==== LISTING

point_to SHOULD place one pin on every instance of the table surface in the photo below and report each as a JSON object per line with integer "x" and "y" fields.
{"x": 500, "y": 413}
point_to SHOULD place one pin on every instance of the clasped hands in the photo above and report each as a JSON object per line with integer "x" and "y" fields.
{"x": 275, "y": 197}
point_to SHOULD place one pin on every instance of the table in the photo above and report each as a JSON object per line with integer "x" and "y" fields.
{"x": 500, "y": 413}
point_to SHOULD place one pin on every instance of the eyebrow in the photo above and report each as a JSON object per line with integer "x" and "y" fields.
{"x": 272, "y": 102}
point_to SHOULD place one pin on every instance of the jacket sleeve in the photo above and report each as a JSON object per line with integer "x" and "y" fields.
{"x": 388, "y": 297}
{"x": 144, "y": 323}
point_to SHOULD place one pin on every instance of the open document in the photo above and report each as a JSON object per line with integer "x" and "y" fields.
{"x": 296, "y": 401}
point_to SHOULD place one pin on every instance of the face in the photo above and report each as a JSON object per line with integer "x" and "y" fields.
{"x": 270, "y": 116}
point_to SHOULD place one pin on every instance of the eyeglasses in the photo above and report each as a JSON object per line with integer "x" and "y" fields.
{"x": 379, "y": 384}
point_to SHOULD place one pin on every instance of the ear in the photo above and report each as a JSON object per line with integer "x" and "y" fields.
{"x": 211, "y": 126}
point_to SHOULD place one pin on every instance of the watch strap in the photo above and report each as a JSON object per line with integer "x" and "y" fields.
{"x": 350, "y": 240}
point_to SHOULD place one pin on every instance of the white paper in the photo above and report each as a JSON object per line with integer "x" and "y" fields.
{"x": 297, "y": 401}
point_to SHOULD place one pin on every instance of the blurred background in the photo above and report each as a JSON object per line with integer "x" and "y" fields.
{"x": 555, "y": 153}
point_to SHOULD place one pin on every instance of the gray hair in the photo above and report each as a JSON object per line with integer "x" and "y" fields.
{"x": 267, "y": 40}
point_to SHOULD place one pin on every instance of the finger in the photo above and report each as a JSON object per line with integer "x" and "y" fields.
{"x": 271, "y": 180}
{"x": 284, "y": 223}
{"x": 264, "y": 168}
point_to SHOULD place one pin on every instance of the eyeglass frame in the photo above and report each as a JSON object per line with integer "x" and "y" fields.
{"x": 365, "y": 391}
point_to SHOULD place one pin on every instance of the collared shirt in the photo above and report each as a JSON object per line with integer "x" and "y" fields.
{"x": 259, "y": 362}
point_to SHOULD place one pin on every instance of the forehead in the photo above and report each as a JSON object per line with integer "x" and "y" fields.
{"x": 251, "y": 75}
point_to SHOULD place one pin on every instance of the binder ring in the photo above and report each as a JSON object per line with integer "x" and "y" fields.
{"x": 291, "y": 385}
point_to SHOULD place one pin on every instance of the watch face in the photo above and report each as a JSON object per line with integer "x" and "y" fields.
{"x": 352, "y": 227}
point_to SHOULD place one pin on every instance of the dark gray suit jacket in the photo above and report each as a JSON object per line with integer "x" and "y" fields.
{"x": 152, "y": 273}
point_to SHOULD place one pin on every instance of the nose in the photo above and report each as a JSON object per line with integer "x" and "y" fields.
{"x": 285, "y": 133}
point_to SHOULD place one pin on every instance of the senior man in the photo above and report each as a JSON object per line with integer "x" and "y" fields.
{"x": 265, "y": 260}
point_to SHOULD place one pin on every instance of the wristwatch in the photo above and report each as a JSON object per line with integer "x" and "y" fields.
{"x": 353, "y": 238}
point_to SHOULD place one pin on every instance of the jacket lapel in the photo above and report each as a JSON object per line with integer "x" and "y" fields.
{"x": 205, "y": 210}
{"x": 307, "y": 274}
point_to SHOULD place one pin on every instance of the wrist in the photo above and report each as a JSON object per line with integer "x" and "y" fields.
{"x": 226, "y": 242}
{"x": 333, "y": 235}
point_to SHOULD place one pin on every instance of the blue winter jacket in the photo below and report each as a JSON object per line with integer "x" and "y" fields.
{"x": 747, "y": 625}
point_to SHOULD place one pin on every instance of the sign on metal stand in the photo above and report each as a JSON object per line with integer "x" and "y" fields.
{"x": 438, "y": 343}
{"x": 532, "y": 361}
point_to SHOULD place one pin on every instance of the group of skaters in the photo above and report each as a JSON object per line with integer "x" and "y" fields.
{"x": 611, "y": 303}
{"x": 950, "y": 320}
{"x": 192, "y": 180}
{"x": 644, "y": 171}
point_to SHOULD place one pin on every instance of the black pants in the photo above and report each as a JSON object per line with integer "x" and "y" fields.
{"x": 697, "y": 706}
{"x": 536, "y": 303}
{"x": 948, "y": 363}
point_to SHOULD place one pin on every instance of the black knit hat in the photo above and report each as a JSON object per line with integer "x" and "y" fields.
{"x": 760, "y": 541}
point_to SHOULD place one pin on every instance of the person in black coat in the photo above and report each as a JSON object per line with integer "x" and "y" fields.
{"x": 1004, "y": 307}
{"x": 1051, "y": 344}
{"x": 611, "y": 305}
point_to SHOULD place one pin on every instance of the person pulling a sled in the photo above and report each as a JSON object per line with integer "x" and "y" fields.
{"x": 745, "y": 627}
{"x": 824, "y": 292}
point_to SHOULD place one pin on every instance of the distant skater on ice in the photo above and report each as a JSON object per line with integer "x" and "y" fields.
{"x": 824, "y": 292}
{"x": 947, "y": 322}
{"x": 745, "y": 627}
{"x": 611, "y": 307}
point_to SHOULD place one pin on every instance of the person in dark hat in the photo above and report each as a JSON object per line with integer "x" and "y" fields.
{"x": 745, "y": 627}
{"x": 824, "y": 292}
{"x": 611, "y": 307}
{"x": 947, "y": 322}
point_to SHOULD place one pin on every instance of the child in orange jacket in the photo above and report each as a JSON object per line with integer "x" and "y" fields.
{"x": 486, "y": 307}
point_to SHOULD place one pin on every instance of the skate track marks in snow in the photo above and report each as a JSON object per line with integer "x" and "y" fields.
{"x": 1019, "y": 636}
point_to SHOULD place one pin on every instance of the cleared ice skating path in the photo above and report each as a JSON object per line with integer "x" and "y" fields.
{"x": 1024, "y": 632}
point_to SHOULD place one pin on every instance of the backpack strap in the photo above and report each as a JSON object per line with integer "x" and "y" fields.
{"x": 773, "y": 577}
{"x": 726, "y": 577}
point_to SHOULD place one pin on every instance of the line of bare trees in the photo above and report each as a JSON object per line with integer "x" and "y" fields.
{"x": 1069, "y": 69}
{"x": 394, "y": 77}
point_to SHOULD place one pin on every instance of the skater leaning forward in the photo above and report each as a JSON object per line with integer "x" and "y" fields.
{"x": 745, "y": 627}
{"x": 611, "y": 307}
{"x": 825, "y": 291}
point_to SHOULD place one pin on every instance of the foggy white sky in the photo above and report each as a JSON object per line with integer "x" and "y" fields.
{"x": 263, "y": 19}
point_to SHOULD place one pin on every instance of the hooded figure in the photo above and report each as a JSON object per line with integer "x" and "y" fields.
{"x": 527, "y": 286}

========

OBJECTIVE
Transcribe each entry precisely, missing none.

SOLUTION FOR THIS TASK
point_to SHOULD place one pin on every instance of the table surface in the photo below and report each as a JSON object per line with integer "x" and "y" fields.
{"x": 500, "y": 413}
point_to SHOULD place one pin on every instance of the clasped hands in the photo above and report each as a JSON object per line with integer "x" and "y" fields.
{"x": 275, "y": 197}
point_to SHOULD place one pin on every instance of the table in the photo above and report each as a JSON object per line with integer "x" and "y" fields.
{"x": 500, "y": 413}
point_to SHOULD place one pin on every instance of the eyebrow in the photo above and report each as a JSON object per line with integer "x" and "y" fields.
{"x": 272, "y": 102}
point_to SHOULD place one pin on every instance of the jacket sleeve in the photo above and report each as a JSON object per line with integer "x" and "y" fields.
{"x": 388, "y": 297}
{"x": 144, "y": 323}
point_to SHOULD place one pin on every instance of the open document in the photo above and report each as a JSON object per line with integer "x" and "y" fields.
{"x": 296, "y": 401}
point_to SHOULD place one pin on every instance of the face in the photo above and report each as a JSON object per line with integer "x" and "y" fields.
{"x": 270, "y": 116}
point_to SHOULD place one pin on every instance of the eyeglasses in the photo above and report each as a JSON object per line with integer "x" and "y" fields.
{"x": 379, "y": 384}
point_to SHOULD place one pin on every instance of the ear in the photo above and report each as a JSON object per line with integer "x" and "y" fields.
{"x": 211, "y": 126}
point_to SHOULD place one pin on every instance of the watch strap in the photo above and report each as a JSON object per line with integer "x" and "y" fields.
{"x": 350, "y": 240}
point_to SHOULD place one pin on every instance of the white paper in the photo above and report each as a JSON object per line with integer "x" and "y" fields.
{"x": 297, "y": 401}
point_to SHOULD place one pin on every instance of the blurred background in the photo above and report each as a JSON object per line with integer "x" and "y" fields.
{"x": 555, "y": 153}
point_to SHOULD place one pin on every instance of the gray hair in the photo above and report each as a JSON object per line with integer "x" and "y" fields.
{"x": 267, "y": 40}
point_to SHOULD place one pin on every instance of the finger in the photo above and report each as a JSON object per line with integer "x" and "y" fields.
{"x": 271, "y": 180}
{"x": 284, "y": 223}
{"x": 264, "y": 168}
point_to SHOULD place one pin on every instance of the eyeglass frame in the photo above and report each as a JSON object per line with integer "x" and "y" fields.
{"x": 365, "y": 391}
point_to SHOULD place one pin on every instance of the collared shirt in the photo above and report each as a JSON object per line with integer "x" and "y" fields.
{"x": 259, "y": 362}
point_to SHOULD place one pin on every instance of the forehead in the photo above and report each as a JSON object per line with integer "x" and "y" fields.
{"x": 251, "y": 75}
point_to SHOULD place one pin on every instance of the binder ring in the photo above and report each as a JSON object per line with integer "x" and "y" fields.
{"x": 291, "y": 385}
point_to SHOULD place one pin on every instance of the watch face in the photo above and report each as a JSON object per line with integer "x" and "y" fields.
{"x": 352, "y": 227}
point_to SHOULD place one pin on every instance of the dark gray suit jacket in the photo above and report each as a JSON object per line with integer "x" and "y" fields.
{"x": 152, "y": 273}
point_to SHOULD place one pin on every instance of the nose in the photo above and report each as a JSON object per line with integer "x" and "y" fields.
{"x": 285, "y": 133}
point_to SHOULD place one pin on every instance of the senior man in the photo above and report each as a JSON object per line with integer "x" and "y" fields.
{"x": 265, "y": 260}
point_to SHOULD place one pin on every instance of the wristwatch in the photo above and report each as a JSON object per line with integer "x" and "y" fields.
{"x": 353, "y": 238}
point_to SHOULD place one pin on every instance of the jacket lapel in the photo above and report each as a JSON object per line with integer "x" and "y" fields.
{"x": 205, "y": 210}
{"x": 307, "y": 274}
point_to SHOULD place one pin on every instance of the wrist in the photo above and report each as a JSON object per line with integer "x" and "y" fields.
{"x": 226, "y": 242}
{"x": 333, "y": 235}
point_to SHOULD place one pin on every instance of the blue winter jacket in the photo below and report each as a JSON object per line with integer "x" and "y" fields.
{"x": 747, "y": 625}
point_to SHOULD place one pin on every instance of the sign on metal stand in the photo above and report each as a JSON object per line with integer "x" and "y" fields.
{"x": 438, "y": 343}
{"x": 532, "y": 361}
point_to SHOULD place one pin on every instance of the group of skaters in the photo above and report each as a JSON object per line with integer "x" and "y" fields.
{"x": 611, "y": 303}
{"x": 950, "y": 320}
{"x": 192, "y": 180}
{"x": 644, "y": 171}
point_to SHOULD place one pin on every instance of the black pants in the photo above and report each as a JSON object per line with integer "x" and "y" fields.
{"x": 697, "y": 706}
{"x": 536, "y": 303}
{"x": 948, "y": 363}
point_to SHOULD place one pin on every instance of the black knit hat in the photo above and report each as a JSON object per line with integer "x" and "y" fields.
{"x": 760, "y": 541}
point_to SHOULD place one pin on every instance of the person in black coat in the photo above and report each as a JSON object per line with integer "x" and "y" fields.
{"x": 1004, "y": 307}
{"x": 1051, "y": 344}
{"x": 611, "y": 305}
point_to SHOULD place one pin on every instance of the person pulling a sled in the photo above and report each as a JSON object per line with integer "x" and "y" fields.
{"x": 745, "y": 627}
{"x": 824, "y": 292}
point_to SHOULD place one pin on every instance of the distant skater on ice in the photo above and report each as a JSON object per line with integer "x" and "y" fields.
{"x": 824, "y": 292}
{"x": 947, "y": 322}
{"x": 745, "y": 627}
{"x": 611, "y": 307}
point_to SHOULD place one pin on every instance of the person in dark hat in the photo above and report each as a JSON object per line with integer "x" and "y" fields.
{"x": 745, "y": 627}
{"x": 824, "y": 292}
{"x": 611, "y": 307}
{"x": 947, "y": 322}
point_to SHOULD place one pin on every instance of the child in orange jacket in the photo above and report each as a JSON object per line with integer "x" and "y" fields.
{"x": 486, "y": 307}
point_to SHOULD place one pin on every instance of the skate track marks in snow in the photo above and report each as a JSON object per line with integer "x" and "y" fields.
{"x": 1019, "y": 636}
point_to SHOULD place one pin on every instance of the cleared ice skating path in the photo above and report each as a JSON object per line with integer "x" and "y" fields.
{"x": 1024, "y": 632}
point_to SHOULD place one pin on every instance of the backpack strap in the photo above and report each as a JSON object per line with integer "x" and "y" fields.
{"x": 773, "y": 577}
{"x": 726, "y": 577}
point_to SHOULD place one pin on every instance of the line of bare trees in the photo above and report each as a JSON object per line with integer "x" and "y" fields.
{"x": 1069, "y": 69}
{"x": 394, "y": 77}
point_to SHOULD place one pin on every instance of the skater leaning forward in the photo above and report each as a JSON object per line with integer "x" and "y" fields.
{"x": 745, "y": 627}
{"x": 611, "y": 307}
{"x": 825, "y": 291}
point_to SHOULD place one pin on every instance of the foggy white sky in the photo above and report each as a JSON object per line with integer "x" and "y" fields.
{"x": 263, "y": 19}
point_to SHOULD place one pin on every instance of the hooded figure in the photo above and report each as a JSON object per line with integer "x" and "y" fields.
{"x": 527, "y": 286}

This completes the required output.